Stated exercise 1: Pull out each line in the entries below that contains the word "white".

-- Start Page excerpt --

However, despite the growing interest in incorporating matters of time, memory, and history into various strands of MOS research, there are some concerning gaps. First, there has been limited engagement of scholars with critical and postmodern approaches (Durepos, Shaffner, & Taylor, in press). Specifically, post-colonial (Decker, 2013), decolonial (Wanderley & Barros, 2018), and ANTi-historical (Durepos & Mills, 2012) approaches to studying the past are not represented within the MOS literature. These perspectives are also largely absent from recent special issues on history, memory, and the past that have been published by mainstream journals. As research motivated by the historic turn matures, we expect increasingly rich and diverse scholarly ideas.

Second, much of the discussion regarding historical organization studies has taken place in Europe and North America. Although similar concerns have been voiced elsewhere in the world (e.g., Brazil), the number of publications on the subject do not represent the increasing number of scholars theorizing about the intersection between organizing and the past. This lack of research from regions other than the global North is one explanation for the limited discussions about the interplay between place and culture, on the one hand, and time, history, and memory on the other. To explain and further explore the impact of the historic turn on management scholarship, we need to produce knowledge of general interest that is embedded in local realities. In other words, MOS scholars need to account for how place shapes the experience of time to construct different histories. The global South has its own experiences to share; thus, it is important to account for how relationships among countries and companies from different cultures and nationalities have informed and transformed each other.

Third, high-quality international research outlets present particular barriers for disseminating research conducted by non-English-speaking scholars. Restricting communications to a single linguistic frame hampers the ability of these researchers to express their thoughts. Because presentation of the past cannot be dissociated from the language and vocabulary used to experience and talk about it, there are rich, specialized research traditions in languages other than English that have been silenced and ignored. This has limited the reach and pace of research on important issues related to the historic turn.

Despite these limitations, historical organizational studies offer insight into the different mechanisms of organizations and organizing. In particular, these studies have launched discussions about the epistemological, theoretical, methodological, and empirical underpinnings of MOS research. In the following sections, we briefly review these discussions and highlight some current critiques of the field.

Epistemological

One of the major criticisms raised by scholars of the historic turn has been the ahistorical character of most research on management and organizations (Kieser, 1994; Zald, 1990). Both business historians and organization scholars familiar with the use of historical methods in organizational research have articulated this critique. (Booth & Rowlinson, 2006; Üsdiken & Kieser, 2004). As Clark and Rowlinson (2004, p. 346) wrote at the time, the historic turn would “entail questioning the scientistic rhetoric of organisation studies, an approach to the past as process and context, and not merely as a variable, and an engagement with historiographical debates, especially regarding the epistemological status of narrative.”

Others have also questioned how the philosophical tenets of history impact MOS research. For example, many MOS research projects take a naïve-realist view of history. The assumption that there is an straightforward correspondence between history and the past has been taken for granted in MOS. Coraiola, Foster, and Suddaby (2015), however, argue that many ahistorical research projects, when examined more closely, are, in fact, historical. The distinction is that most MOS researchers fail to reflect on their taken-for-granted assumptions about history and the past. As a path forward, some scholars have called for researchers to move beyond historical cognizance (Kipping & Üsdiken, 2014) to develop historical consciousness (Suddaby, 2016).

-- End Page excerpt --
-- Start Data records --

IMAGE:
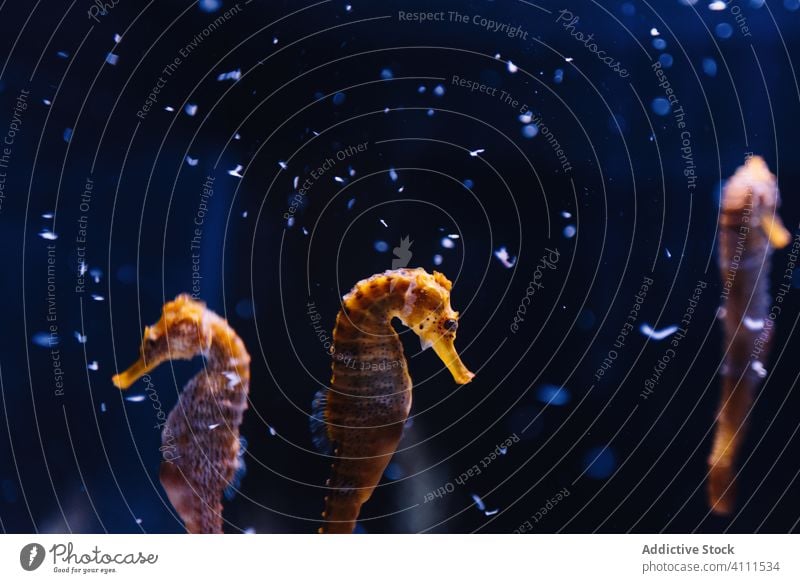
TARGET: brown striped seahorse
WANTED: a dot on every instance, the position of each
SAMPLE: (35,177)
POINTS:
(200,438)
(362,415)
(749,229)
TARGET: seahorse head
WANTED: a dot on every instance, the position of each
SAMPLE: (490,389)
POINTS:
(181,333)
(754,186)
(427,311)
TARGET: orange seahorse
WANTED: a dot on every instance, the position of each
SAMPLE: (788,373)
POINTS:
(361,417)
(200,438)
(749,229)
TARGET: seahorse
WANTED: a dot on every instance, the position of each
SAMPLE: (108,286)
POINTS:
(200,437)
(361,417)
(749,229)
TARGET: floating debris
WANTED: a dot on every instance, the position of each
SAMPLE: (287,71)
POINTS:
(752,324)
(505,258)
(530,131)
(234,75)
(758,368)
(478,502)
(657,334)
(553,395)
(44,339)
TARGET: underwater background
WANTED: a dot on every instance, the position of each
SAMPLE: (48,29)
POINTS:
(568,186)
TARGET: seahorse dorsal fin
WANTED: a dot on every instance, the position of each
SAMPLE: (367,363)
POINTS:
(319,427)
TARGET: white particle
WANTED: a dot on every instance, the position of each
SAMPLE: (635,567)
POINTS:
(657,334)
(505,258)
(752,324)
(233,378)
(236,74)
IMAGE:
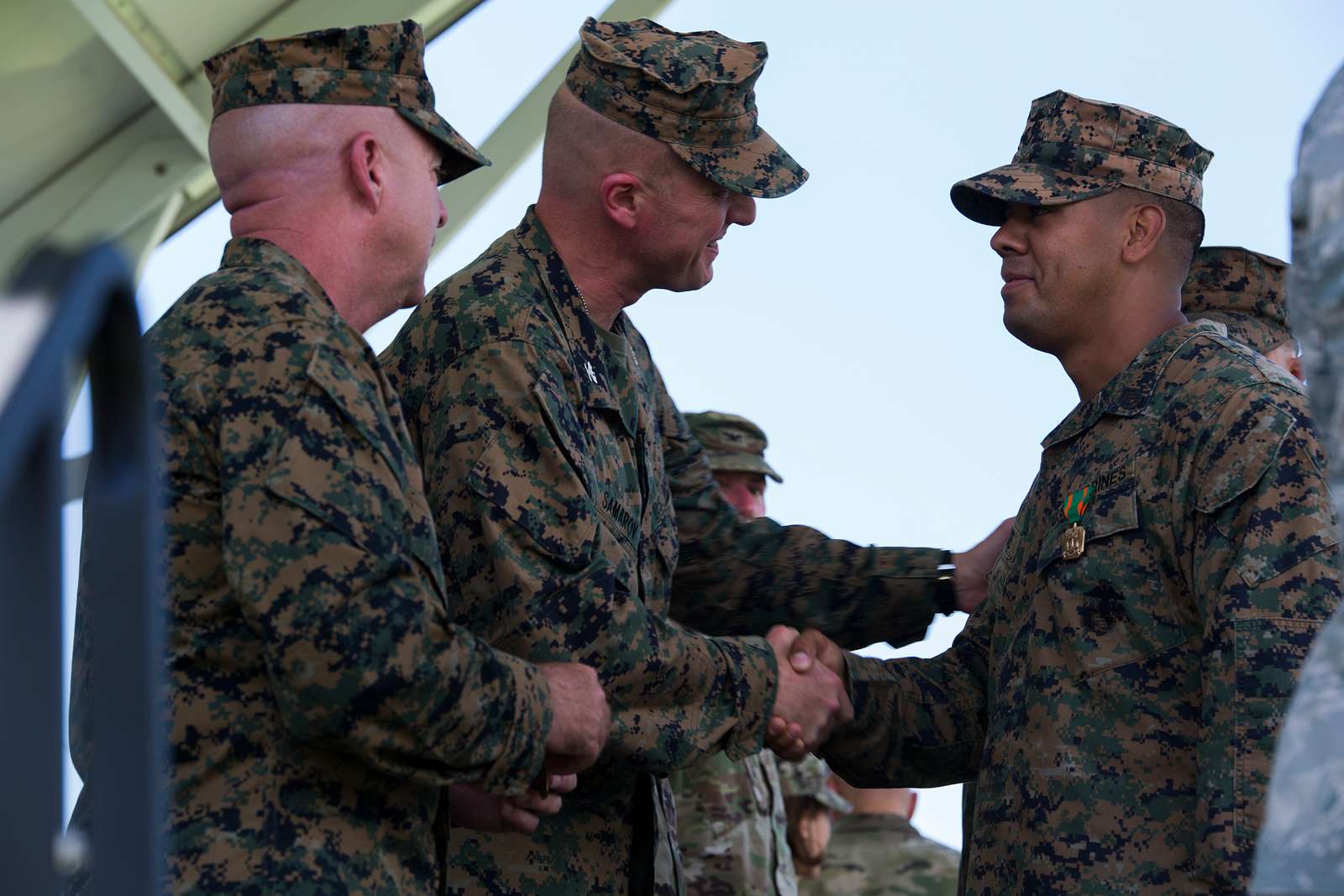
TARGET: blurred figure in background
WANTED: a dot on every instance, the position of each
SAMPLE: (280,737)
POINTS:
(1243,291)
(875,851)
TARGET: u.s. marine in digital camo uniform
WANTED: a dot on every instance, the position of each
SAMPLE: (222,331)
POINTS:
(1243,291)
(1301,848)
(320,694)
(1117,696)
(732,826)
(875,851)
(566,486)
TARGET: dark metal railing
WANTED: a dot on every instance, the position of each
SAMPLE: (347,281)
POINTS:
(92,317)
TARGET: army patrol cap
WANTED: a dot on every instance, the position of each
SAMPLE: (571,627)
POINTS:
(734,443)
(1241,289)
(811,778)
(1075,149)
(692,90)
(360,66)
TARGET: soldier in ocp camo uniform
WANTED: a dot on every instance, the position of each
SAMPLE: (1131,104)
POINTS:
(730,815)
(566,484)
(1243,291)
(1301,849)
(875,851)
(322,699)
(1119,694)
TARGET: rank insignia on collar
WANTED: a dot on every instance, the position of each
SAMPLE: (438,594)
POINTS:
(1074,539)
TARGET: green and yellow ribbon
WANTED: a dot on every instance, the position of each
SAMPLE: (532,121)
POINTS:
(1077,504)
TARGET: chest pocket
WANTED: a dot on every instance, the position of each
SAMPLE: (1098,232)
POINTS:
(365,483)
(1112,605)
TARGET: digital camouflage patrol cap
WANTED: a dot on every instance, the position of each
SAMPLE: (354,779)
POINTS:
(734,443)
(360,66)
(1241,289)
(692,90)
(1075,149)
(811,778)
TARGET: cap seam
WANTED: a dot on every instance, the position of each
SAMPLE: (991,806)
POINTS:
(669,112)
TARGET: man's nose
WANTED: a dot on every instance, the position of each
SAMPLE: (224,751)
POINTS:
(1010,239)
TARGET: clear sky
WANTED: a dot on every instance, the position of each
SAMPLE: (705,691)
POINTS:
(858,322)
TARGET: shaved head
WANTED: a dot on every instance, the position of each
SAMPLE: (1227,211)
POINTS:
(584,145)
(353,191)
(259,149)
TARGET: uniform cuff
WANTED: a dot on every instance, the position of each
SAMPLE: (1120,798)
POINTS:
(906,580)
(524,727)
(757,683)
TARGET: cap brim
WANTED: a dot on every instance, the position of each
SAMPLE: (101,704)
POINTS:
(984,197)
(743,464)
(833,801)
(759,168)
(460,157)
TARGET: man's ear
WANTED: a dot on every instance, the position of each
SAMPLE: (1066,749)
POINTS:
(622,197)
(366,163)
(1146,224)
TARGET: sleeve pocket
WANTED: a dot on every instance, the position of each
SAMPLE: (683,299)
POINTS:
(1269,658)
(537,490)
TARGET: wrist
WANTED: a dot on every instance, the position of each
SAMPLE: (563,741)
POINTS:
(945,584)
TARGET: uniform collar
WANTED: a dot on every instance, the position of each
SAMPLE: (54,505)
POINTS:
(581,333)
(884,822)
(249,251)
(1129,391)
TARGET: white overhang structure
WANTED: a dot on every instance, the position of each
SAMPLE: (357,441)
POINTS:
(107,114)
(107,110)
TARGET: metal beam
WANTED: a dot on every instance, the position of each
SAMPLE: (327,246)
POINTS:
(434,16)
(521,132)
(145,54)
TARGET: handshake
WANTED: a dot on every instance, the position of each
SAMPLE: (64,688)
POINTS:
(813,694)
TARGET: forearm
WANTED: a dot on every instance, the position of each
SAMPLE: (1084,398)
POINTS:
(369,667)
(746,575)
(676,696)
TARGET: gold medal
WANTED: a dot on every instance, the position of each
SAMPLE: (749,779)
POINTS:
(1072,542)
(1074,539)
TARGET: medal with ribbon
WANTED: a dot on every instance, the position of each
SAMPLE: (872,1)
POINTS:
(1075,537)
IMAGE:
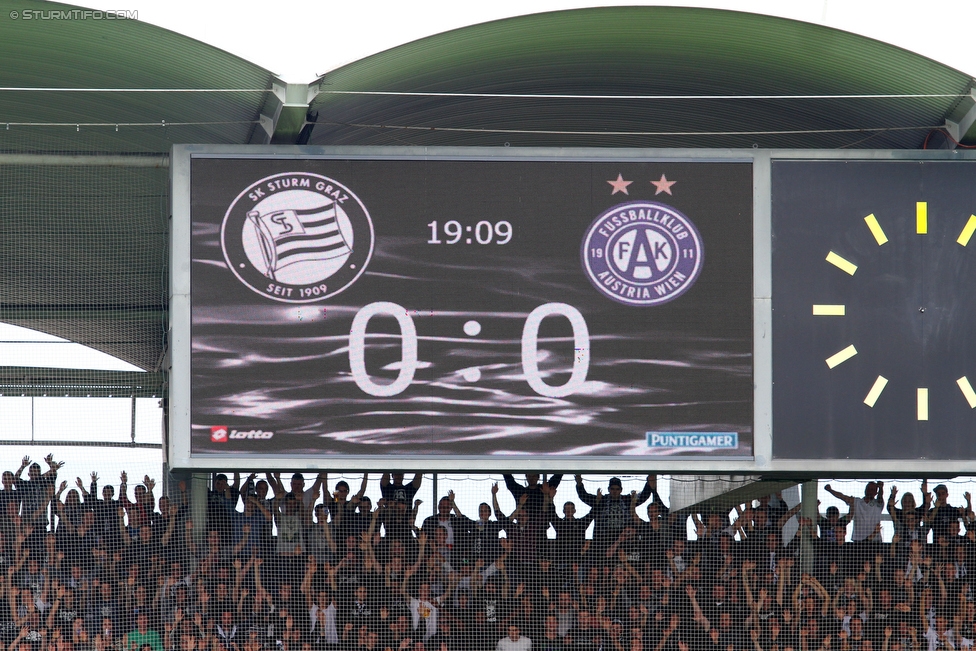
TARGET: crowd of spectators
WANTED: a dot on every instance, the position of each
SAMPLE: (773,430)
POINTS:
(302,567)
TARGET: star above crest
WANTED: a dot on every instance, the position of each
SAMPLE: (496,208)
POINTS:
(619,185)
(664,185)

-- End Data records --

Stated exercise 2: Carry the passage on the historic turn in organization studies further, beginning after its final sentence.

Written reply 1:
TARGET: white particle
TARGET: white overhang structure

Written reply 2:
In spite of these efforts, MOS scholars continue to be criticized for their limited engagement with history and the past. Some have noted that attempts to integrate history and organization studies may lead down a path where the epistemological importance of history is dismissed. The unfortunate consequence is that history is treated merely as a method and/or a variable (Decker, 2016). Others, particularly CMS scholars, have argued that the original intent of the historic turn has been only partially fulfilled. As a result, much work remains to reject the supremacy of scientificism in organizational theory, recognize other modes of studying and representing the past, and grant legitimacy to heterogenous forms of writing history (Durepos et al., in press).

Theoretical

MOS scholars have largely conflated history and the past (Weatherbee, Durepos, Mills, & Mills, 2012), as seen in two major MOS approaches. One approach is research on imprinting and the study of the effect of past foundational events on present-day individuals, organizations, and institutions (e.g., Marquis, 2003; Marquis & Tilcsik, 2013). The other is the study of path dependence and the notion that actions in the past may limit possible actions in the present and future (e.g., Sydow & Schreyögg, 2013; Sydow, Schreyögg, & Koch, 2009). Both approaches equate the past and what occurred in the past with history and how the past is narrated.

More recently, there have been efforts to minimize the determinism of those approaches by redefining the past and how it is understood within organizations. For instance, the logic of sedimentation has informed the concept of imprinting. Instead of an age-related event associated with an organization’s founding, more recent accounts consider the possibility that later events might also be foundational and create different layers of cohort-effects (Marquis & Tilcsik, 2013). Similarly, path dependence scholars have redefined their approach to incorporate paths not taken that might still be available as flotsam and jetsam, which potentially become endogenous resources for change (Schneiberg, 2007). By equating history with the past, both approaches fail to explore what is truly distinctive about history. History matters because it is a narrative that imposes order and meaning on things past. In other words, the stories we tell about the past are what make the past meaningful and manageable.

Nevertheless, definitional imprecision has meant that narratives and history are often assumed to be the same. This has led some MOS scholars to blur and misunderstand the difference between key constructs such as history and collective memory. However, when examined more closely, there are important and significant differences between the two (Nora, 1989). In metaphorical terms, history is the tale told by a foreign explorer while collective memory is the recollection of shared experiences. History is the product of purposeful research and writing that takes place in the present and looks back at the past. It presumes discontinuity and distance between the actors of the past and the authors of history. History, then, has an identifiable author whose authority about the past is attached to the sources used to tell the tale.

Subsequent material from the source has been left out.